Challenge:
Write out exactly, please, the lines from the one containing "the duck's head." to the end of the material.

_ _ _ _ _

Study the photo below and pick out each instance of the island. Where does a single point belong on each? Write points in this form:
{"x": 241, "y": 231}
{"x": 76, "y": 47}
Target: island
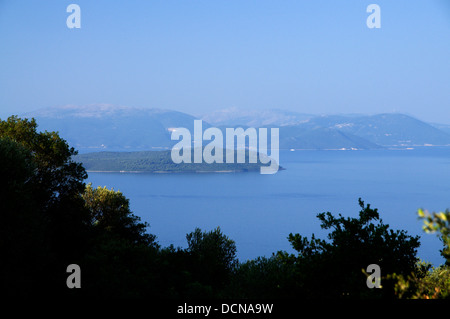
{"x": 157, "y": 162}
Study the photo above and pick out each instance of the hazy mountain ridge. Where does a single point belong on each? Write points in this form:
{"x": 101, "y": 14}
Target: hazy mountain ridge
{"x": 118, "y": 128}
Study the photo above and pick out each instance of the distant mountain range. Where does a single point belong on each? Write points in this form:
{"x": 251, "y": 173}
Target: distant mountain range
{"x": 115, "y": 128}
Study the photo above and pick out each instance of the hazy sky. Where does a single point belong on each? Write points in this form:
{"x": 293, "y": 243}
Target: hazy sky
{"x": 197, "y": 56}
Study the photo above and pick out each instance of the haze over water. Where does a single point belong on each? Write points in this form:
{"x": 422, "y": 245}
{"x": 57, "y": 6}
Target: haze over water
{"x": 259, "y": 211}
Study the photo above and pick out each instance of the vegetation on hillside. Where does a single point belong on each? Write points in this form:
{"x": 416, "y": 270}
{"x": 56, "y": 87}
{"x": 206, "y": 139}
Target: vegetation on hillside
{"x": 51, "y": 219}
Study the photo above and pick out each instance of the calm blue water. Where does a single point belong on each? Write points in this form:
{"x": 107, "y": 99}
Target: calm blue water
{"x": 259, "y": 211}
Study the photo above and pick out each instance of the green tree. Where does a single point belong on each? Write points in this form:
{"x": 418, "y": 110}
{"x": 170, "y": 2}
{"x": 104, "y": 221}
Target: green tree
{"x": 110, "y": 213}
{"x": 43, "y": 194}
{"x": 334, "y": 268}
{"x": 212, "y": 259}
{"x": 122, "y": 260}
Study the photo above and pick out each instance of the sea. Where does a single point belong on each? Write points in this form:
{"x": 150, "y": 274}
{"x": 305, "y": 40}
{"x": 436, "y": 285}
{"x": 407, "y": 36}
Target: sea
{"x": 259, "y": 211}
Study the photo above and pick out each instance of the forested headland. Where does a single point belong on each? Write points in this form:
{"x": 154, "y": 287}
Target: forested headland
{"x": 51, "y": 219}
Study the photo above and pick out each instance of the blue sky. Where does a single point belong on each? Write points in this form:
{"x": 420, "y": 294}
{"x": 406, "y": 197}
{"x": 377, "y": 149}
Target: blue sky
{"x": 197, "y": 56}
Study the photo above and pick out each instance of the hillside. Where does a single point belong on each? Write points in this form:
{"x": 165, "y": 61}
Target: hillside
{"x": 155, "y": 162}
{"x": 116, "y": 128}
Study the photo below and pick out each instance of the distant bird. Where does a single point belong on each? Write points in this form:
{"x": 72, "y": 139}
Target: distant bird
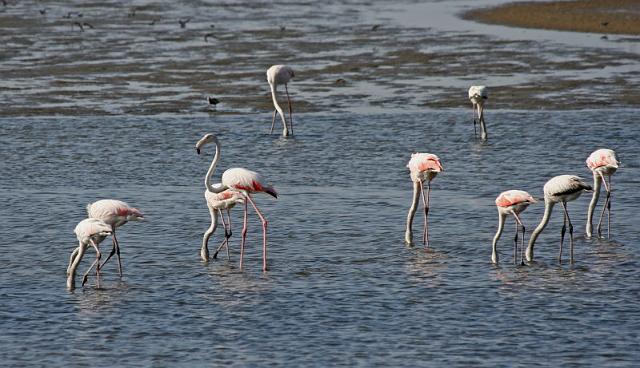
{"x": 92, "y": 232}
{"x": 478, "y": 95}
{"x": 114, "y": 213}
{"x": 602, "y": 162}
{"x": 276, "y": 75}
{"x": 212, "y": 101}
{"x": 559, "y": 189}
{"x": 422, "y": 167}
{"x": 243, "y": 181}
{"x": 183, "y": 22}
{"x": 511, "y": 202}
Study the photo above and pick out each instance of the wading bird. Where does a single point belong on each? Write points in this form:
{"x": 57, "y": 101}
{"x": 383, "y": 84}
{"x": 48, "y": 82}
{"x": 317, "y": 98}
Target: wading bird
{"x": 276, "y": 75}
{"x": 559, "y": 189}
{"x": 602, "y": 162}
{"x": 114, "y": 213}
{"x": 423, "y": 167}
{"x": 511, "y": 202}
{"x": 243, "y": 181}
{"x": 92, "y": 232}
{"x": 478, "y": 95}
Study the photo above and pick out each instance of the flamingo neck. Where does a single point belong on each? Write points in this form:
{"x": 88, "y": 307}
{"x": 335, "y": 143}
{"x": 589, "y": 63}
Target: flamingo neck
{"x": 597, "y": 181}
{"x": 212, "y": 169}
{"x": 548, "y": 208}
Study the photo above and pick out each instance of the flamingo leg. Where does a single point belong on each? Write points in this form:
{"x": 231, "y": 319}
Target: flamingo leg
{"x": 95, "y": 263}
{"x": 606, "y": 206}
{"x": 273, "y": 121}
{"x": 519, "y": 222}
{"x": 564, "y": 206}
{"x": 264, "y": 233}
{"x": 562, "y": 232}
{"x": 290, "y": 109}
{"x": 244, "y": 232}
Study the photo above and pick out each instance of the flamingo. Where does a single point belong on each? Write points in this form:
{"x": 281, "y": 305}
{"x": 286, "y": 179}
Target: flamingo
{"x": 280, "y": 74}
{"x": 115, "y": 213}
{"x": 88, "y": 231}
{"x": 602, "y": 162}
{"x": 423, "y": 167}
{"x": 245, "y": 182}
{"x": 478, "y": 95}
{"x": 511, "y": 202}
{"x": 559, "y": 189}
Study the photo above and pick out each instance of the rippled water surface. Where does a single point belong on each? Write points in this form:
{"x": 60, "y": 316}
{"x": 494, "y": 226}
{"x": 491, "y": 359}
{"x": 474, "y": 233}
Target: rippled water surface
{"x": 343, "y": 289}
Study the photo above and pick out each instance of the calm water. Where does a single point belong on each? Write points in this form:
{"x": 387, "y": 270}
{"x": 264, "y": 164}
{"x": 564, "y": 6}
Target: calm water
{"x": 343, "y": 289}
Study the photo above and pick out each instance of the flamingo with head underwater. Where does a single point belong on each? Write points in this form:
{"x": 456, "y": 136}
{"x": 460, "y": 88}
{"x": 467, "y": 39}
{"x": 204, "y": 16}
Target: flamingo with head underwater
{"x": 511, "y": 202}
{"x": 246, "y": 182}
{"x": 602, "y": 163}
{"x": 276, "y": 75}
{"x": 559, "y": 189}
{"x": 423, "y": 167}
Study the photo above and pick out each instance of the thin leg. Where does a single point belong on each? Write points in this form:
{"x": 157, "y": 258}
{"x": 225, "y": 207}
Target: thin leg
{"x": 264, "y": 233}
{"x": 564, "y": 229}
{"x": 273, "y": 121}
{"x": 244, "y": 233}
{"x": 564, "y": 206}
{"x": 95, "y": 264}
{"x": 290, "y": 109}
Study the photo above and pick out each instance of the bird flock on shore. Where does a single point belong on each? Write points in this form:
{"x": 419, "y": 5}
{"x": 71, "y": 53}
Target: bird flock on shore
{"x": 239, "y": 184}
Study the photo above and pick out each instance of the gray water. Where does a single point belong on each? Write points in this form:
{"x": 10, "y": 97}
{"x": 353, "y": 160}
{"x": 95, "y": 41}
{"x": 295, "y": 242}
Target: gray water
{"x": 342, "y": 288}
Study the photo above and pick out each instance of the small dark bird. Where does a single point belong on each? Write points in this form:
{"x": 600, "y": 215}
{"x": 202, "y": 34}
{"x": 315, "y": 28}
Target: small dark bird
{"x": 212, "y": 101}
{"x": 183, "y": 23}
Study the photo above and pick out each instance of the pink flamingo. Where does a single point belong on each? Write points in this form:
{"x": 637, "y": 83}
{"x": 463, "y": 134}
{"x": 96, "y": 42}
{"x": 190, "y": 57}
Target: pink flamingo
{"x": 243, "y": 181}
{"x": 559, "y": 189}
{"x": 511, "y": 202}
{"x": 478, "y": 95}
{"x": 602, "y": 162}
{"x": 114, "y": 213}
{"x": 280, "y": 74}
{"x": 88, "y": 231}
{"x": 423, "y": 167}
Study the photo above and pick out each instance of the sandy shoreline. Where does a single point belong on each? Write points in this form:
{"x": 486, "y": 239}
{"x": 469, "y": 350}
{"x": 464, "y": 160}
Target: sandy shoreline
{"x": 597, "y": 16}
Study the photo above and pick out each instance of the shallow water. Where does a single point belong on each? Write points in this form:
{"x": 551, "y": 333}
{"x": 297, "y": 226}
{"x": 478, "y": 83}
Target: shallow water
{"x": 342, "y": 287}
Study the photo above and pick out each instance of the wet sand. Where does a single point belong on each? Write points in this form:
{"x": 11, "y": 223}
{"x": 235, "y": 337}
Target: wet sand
{"x": 598, "y": 16}
{"x": 140, "y": 61}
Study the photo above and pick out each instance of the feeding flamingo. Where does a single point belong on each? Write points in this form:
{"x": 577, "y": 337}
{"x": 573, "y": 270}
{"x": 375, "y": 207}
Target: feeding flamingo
{"x": 478, "y": 95}
{"x": 423, "y": 167}
{"x": 218, "y": 199}
{"x": 559, "y": 189}
{"x": 243, "y": 181}
{"x": 114, "y": 213}
{"x": 88, "y": 231}
{"x": 511, "y": 202}
{"x": 602, "y": 162}
{"x": 276, "y": 75}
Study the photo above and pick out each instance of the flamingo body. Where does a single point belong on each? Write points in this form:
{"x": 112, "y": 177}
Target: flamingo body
{"x": 90, "y": 231}
{"x": 478, "y": 95}
{"x": 510, "y": 202}
{"x": 423, "y": 167}
{"x": 560, "y": 189}
{"x": 280, "y": 75}
{"x": 602, "y": 163}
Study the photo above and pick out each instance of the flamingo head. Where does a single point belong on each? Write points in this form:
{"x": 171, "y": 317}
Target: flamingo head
{"x": 135, "y": 215}
{"x": 208, "y": 138}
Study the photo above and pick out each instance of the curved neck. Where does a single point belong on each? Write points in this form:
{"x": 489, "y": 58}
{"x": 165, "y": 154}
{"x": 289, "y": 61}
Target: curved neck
{"x": 212, "y": 169}
{"x": 597, "y": 181}
{"x": 275, "y": 104}
{"x": 548, "y": 208}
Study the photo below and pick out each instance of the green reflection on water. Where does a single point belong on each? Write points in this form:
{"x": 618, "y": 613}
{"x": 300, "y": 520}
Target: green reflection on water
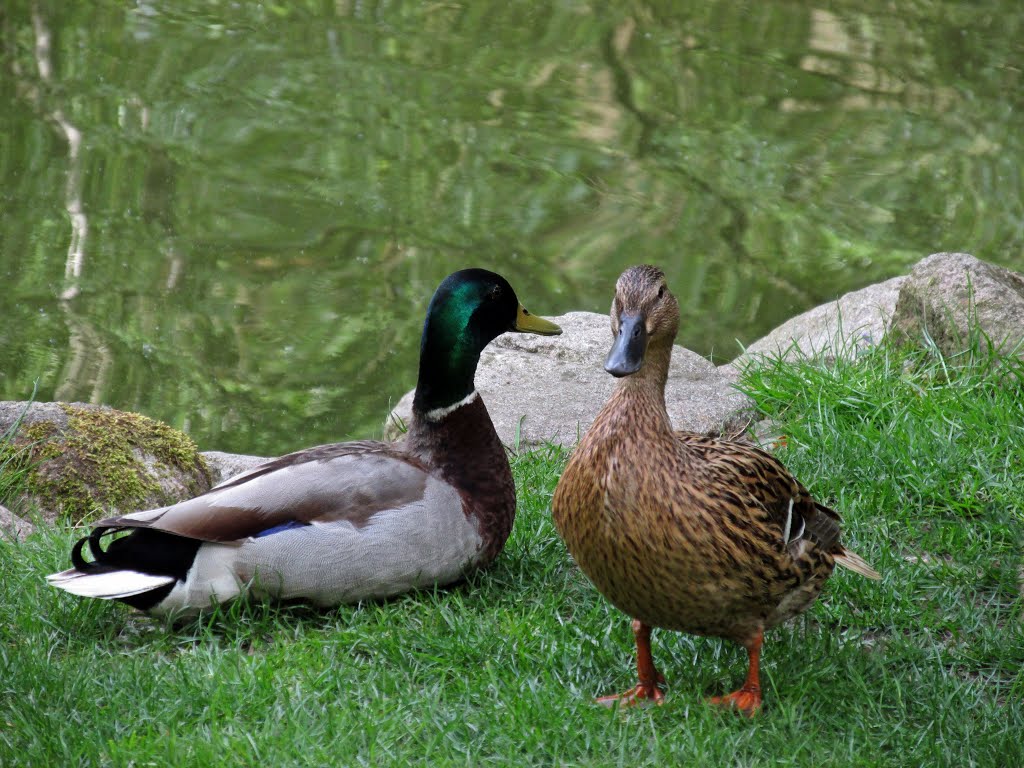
{"x": 247, "y": 206}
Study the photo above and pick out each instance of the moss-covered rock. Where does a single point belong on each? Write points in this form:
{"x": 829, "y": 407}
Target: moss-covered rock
{"x": 87, "y": 462}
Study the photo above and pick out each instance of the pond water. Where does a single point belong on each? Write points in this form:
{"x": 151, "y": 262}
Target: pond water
{"x": 231, "y": 216}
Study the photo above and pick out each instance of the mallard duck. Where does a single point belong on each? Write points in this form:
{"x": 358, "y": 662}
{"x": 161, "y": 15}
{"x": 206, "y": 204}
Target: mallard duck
{"x": 682, "y": 530}
{"x": 346, "y": 521}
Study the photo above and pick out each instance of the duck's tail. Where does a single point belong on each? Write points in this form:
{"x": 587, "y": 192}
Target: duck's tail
{"x": 853, "y": 561}
{"x": 108, "y": 585}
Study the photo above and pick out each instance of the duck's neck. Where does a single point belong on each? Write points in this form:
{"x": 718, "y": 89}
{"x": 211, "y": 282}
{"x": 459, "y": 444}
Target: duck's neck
{"x": 460, "y": 442}
{"x": 446, "y": 371}
{"x": 644, "y": 391}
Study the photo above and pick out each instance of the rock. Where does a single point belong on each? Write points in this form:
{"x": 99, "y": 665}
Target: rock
{"x": 87, "y": 462}
{"x": 954, "y": 295}
{"x": 541, "y": 388}
{"x": 12, "y": 526}
{"x": 838, "y": 329}
{"x": 225, "y": 466}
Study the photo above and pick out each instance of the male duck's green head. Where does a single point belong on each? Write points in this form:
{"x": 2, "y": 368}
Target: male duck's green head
{"x": 469, "y": 309}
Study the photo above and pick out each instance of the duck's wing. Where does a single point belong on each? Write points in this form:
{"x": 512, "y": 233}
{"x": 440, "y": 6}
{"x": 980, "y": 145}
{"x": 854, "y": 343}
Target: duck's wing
{"x": 787, "y": 512}
{"x": 348, "y": 481}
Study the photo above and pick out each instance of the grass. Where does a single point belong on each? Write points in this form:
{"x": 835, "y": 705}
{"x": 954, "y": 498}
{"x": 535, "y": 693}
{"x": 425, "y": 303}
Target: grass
{"x": 922, "y": 456}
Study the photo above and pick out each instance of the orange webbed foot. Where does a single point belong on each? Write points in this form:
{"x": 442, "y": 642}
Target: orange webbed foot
{"x": 747, "y": 700}
{"x": 642, "y": 693}
{"x": 649, "y": 688}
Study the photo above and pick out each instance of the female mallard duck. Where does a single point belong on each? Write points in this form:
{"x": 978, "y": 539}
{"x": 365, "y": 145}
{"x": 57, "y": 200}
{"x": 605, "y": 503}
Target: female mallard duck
{"x": 342, "y": 522}
{"x": 682, "y": 530}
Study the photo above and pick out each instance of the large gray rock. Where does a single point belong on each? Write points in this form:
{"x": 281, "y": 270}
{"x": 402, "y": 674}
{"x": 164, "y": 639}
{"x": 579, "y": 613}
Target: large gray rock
{"x": 952, "y": 295}
{"x": 837, "y": 329}
{"x": 86, "y": 462}
{"x": 541, "y": 388}
{"x": 12, "y": 526}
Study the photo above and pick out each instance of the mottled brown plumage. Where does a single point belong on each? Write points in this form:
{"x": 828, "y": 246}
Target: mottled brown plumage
{"x": 683, "y": 530}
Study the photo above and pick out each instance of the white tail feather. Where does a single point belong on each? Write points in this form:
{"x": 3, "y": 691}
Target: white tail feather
{"x": 110, "y": 586}
{"x": 855, "y": 562}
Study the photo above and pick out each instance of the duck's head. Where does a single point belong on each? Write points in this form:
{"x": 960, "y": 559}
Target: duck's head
{"x": 469, "y": 309}
{"x": 644, "y": 314}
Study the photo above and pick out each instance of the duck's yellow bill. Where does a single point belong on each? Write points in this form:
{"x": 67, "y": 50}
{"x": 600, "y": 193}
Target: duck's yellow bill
{"x": 530, "y": 324}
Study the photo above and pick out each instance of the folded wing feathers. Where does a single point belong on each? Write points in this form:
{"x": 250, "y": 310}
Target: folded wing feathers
{"x": 855, "y": 562}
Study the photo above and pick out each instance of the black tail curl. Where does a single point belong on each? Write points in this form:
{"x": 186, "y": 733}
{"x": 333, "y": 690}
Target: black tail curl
{"x": 144, "y": 550}
{"x": 96, "y": 565}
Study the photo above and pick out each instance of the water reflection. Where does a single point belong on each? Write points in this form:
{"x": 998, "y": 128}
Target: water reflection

_ _ _ _ _

Response:
Study the photo above and pick out each instance of the duck's head. Where does a single point belong on each? Write points in this form:
{"x": 960, "y": 559}
Target: duck's head
{"x": 469, "y": 309}
{"x": 644, "y": 314}
Study the photo above and pick out each instance of the duck's yellow bill. Where does a single point belong on each? Write points in this form:
{"x": 67, "y": 50}
{"x": 600, "y": 193}
Target: duck's yellow bill
{"x": 530, "y": 324}
Study the photo above and pick out each instance of the folded wing feathers. Where does a single point belong on each? Write points in this form:
{"x": 250, "y": 310}
Target: folded wing feathers
{"x": 855, "y": 562}
Study the photo above and pick out each instance of the black tail curl. Where does a single point belong on each? Write points in this form:
{"x": 186, "y": 733}
{"x": 333, "y": 690}
Target: black tail curl
{"x": 144, "y": 550}
{"x": 96, "y": 565}
Study the photo above and pick out each instance of the water reflection. Where does a single point belong on each? Write points in this form:
{"x": 998, "y": 128}
Target: water reflection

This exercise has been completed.